__WRITTEN EXERCISE__
Condense the court opinion into two sentences.

======== READING TEXT

United States District Court, S.D. Texas, Houston Division
Mar 13, 2009
CIVIL ACTION NO. H-08-2377 (S.D. Tex. Mar. 13, 2009)

Summary

noting that courts have defined the term "furnisher" to mean "an entity which transmits information concerning a particular debt owed by a consumer to a consumer reporting agency"

Summary of this case from Rogers v. JPMorgan Chase Bank, N.A.

Opinion

CIVIL ACTION NO. H-08-2377.

March 13, 2009


MEMORANDUM AND OPINION


The plaintiff, Sam Alam, sued Sky Recovery Services, Ltd. and Mark S. Swearingen in state court, alleging violations of the Fair Debt Collection Practices Act (FDCPA), 15 U.S.C. § 1692a et seq. The defendants timely removed and moved to dismiss. Alam amended his complaint to allege claims under the Fair Credit Reporting Act (FCRA), 15 U.S.C. § 1681 et seq. The magistrate judge recommended that the motion to dismiss, which had been converted to a summary judgment motion, be granted. Alam filed objections and a motion for reconsideration. (Docket Entry No. 11). The district court judge previously handling this case adopted the magistrate judge's report and recommendation on the FDCPA claims, overruling Alam's objections. (Docket Entry No. 12). Because the magistrate judge had addressed the FDCPA claims but not the FCRA claims, the district court rejected the recommendation to dismiss the case in its entirety. Instead, the district court granted the summary judgment motion in part and denied it in part and gave the defendants thirty days to file a dispositive motion on the FCRA claims that remained.

The defendants timely filed a motion to dismiss under Rule 12(b)(6) and alternatively a motion for a more definite statement under Rule 12(e). (Docket Entry No. 13). Alam responded to the defendants' Rule 12 motions on the FCRA claims and again moved for reconsideration of the ruling on the FDCPA claims. (Docket Entry No. 16).

================
======== DATA PROVIDED

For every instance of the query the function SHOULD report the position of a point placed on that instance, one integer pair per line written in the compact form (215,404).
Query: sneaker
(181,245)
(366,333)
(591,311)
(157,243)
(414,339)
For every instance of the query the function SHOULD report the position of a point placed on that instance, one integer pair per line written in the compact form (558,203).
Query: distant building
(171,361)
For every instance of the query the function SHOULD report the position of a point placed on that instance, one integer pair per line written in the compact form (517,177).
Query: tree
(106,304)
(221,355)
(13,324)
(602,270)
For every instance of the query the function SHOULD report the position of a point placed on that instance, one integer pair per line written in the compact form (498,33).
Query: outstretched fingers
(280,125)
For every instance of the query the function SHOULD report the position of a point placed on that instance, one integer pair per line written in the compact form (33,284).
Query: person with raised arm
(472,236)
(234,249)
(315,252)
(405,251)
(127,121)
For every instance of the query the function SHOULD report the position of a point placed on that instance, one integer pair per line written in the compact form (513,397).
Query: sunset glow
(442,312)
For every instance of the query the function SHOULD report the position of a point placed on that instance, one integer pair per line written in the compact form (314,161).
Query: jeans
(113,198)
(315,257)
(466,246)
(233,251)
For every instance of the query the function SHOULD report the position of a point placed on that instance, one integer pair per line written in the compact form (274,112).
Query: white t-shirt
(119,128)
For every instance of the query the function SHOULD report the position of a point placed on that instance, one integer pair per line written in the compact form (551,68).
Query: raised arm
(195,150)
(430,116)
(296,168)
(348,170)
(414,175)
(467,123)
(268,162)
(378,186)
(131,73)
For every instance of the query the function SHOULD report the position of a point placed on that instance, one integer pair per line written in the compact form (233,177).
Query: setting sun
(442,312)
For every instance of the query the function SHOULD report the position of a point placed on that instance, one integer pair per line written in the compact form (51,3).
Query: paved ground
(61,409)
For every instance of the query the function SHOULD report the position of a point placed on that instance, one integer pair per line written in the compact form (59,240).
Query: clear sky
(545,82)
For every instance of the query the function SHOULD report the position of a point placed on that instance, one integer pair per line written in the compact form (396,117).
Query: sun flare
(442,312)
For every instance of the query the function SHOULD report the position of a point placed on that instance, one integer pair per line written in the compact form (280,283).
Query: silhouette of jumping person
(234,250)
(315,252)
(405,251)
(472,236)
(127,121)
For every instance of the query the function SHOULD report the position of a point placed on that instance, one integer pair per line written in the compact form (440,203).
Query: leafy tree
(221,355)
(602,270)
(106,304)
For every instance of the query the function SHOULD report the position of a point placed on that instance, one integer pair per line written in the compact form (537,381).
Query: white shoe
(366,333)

================

__TASK RESULT__
Sam Alam sued Sky Recovery Services, Ltd. and Mark S. Swearingen under the FDCPA and later amended his complaint to add FCRA claims. The district court adopted the magistrate judge's recommendation on the FDCPA claims but declined to dismiss the whole case because the FCRA claims had not been addressed, after which the defendants moved to dismiss under Rule 12(b)(6) or, alternatively, for a more definite statement under Rule 12(e), and Alam responded while again seeking reconsideration of the FDCPA ruling.